Rescale the records from the line with "the scoreboard number" up to and including the last line, and give only those lines again, requests included. Multiply each x and y coordinate in the answer points by 2.45 and round to whole numbers, with halves rounded up, leaving the requests and their sample points unchanged.

◆ RECORDS PROVIDED ◆

++++++++

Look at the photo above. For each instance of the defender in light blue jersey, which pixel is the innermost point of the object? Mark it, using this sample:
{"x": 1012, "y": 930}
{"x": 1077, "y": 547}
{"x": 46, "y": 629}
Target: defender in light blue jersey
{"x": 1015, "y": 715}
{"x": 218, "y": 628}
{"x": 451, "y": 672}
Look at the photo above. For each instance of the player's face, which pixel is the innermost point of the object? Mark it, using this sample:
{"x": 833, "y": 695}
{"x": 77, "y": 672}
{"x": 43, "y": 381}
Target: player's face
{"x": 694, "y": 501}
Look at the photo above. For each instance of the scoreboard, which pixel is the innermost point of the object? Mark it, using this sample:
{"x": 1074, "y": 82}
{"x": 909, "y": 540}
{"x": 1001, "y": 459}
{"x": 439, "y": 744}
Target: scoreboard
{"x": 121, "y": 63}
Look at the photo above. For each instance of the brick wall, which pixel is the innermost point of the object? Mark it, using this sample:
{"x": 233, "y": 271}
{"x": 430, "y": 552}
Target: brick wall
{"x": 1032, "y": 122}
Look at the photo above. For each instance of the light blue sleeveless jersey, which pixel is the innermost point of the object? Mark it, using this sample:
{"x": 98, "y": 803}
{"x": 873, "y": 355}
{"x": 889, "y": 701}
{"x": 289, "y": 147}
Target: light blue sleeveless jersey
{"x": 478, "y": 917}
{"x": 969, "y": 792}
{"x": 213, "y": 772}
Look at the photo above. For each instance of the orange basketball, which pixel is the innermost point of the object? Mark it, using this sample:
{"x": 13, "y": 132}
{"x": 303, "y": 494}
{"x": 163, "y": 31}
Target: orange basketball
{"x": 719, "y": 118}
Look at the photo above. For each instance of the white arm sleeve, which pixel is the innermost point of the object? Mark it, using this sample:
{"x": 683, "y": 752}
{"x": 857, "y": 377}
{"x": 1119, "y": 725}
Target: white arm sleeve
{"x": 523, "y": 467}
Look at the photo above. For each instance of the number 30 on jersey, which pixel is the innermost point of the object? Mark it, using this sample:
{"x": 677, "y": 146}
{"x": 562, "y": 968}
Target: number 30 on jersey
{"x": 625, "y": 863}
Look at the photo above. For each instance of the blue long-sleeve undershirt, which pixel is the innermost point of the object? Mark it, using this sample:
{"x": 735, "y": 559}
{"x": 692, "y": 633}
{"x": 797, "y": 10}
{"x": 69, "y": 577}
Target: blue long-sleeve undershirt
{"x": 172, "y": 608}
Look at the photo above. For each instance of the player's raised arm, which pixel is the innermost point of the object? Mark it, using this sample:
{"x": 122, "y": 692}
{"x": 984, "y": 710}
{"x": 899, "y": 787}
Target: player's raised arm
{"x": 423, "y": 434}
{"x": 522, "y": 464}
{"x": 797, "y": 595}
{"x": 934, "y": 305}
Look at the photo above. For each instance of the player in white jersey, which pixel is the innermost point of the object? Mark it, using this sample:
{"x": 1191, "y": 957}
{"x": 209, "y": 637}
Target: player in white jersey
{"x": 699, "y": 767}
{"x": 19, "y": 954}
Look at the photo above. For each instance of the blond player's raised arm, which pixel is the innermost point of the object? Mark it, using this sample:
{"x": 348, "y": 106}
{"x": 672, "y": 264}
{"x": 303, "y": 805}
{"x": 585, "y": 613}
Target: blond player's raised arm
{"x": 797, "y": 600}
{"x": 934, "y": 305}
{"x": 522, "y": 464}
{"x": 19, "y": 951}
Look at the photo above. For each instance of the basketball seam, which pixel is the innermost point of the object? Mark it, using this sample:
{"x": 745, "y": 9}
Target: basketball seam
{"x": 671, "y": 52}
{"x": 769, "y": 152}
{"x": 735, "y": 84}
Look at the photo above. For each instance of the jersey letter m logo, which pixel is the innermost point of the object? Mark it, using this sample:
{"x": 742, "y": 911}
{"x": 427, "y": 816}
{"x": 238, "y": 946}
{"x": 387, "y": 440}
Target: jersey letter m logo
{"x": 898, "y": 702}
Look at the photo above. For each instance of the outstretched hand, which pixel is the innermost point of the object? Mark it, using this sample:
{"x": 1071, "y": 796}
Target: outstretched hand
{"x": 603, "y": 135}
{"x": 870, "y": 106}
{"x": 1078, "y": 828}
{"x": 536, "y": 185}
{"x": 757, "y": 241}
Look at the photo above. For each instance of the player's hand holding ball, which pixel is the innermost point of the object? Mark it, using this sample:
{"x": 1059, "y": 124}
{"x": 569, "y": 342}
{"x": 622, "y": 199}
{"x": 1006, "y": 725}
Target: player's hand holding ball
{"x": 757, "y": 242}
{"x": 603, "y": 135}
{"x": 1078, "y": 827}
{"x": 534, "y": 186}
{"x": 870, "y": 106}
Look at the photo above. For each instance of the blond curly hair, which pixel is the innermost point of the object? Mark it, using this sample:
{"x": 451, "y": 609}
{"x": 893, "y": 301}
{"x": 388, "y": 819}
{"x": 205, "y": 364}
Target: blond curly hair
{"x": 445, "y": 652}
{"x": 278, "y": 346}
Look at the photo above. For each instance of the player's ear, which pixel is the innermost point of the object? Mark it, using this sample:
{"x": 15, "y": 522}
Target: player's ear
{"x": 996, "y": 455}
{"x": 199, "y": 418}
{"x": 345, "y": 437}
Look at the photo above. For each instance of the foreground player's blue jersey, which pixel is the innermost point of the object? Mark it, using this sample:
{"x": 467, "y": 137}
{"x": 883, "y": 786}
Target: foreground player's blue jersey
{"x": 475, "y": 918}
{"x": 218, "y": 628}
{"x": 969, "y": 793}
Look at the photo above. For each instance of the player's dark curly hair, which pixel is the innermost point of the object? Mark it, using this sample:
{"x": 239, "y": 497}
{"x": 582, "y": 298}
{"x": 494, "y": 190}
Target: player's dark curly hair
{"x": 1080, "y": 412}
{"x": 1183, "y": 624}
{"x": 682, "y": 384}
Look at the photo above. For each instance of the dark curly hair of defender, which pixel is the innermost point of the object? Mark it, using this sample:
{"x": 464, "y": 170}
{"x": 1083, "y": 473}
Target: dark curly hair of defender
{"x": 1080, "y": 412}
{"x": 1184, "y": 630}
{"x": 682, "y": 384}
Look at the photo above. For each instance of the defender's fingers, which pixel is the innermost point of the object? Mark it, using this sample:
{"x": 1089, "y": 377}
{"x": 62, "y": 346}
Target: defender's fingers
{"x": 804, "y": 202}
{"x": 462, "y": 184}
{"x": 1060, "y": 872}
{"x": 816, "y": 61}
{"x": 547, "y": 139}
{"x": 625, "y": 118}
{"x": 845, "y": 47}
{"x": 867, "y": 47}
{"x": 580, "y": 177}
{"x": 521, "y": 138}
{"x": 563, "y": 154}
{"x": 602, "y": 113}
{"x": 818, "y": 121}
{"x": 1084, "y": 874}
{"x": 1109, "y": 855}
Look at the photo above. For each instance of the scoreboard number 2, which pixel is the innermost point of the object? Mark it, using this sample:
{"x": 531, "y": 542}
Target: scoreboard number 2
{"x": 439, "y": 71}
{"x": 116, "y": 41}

++++++++

◆ THE SOLUTION ◆
Look at the photo above. For each instance of the scoreboard number 2, which pixel is the innermost point of the object? Mark it, using this sample:
{"x": 531, "y": 542}
Target: scoreboard number 2
{"x": 1076, "y": 174}
{"x": 284, "y": 100}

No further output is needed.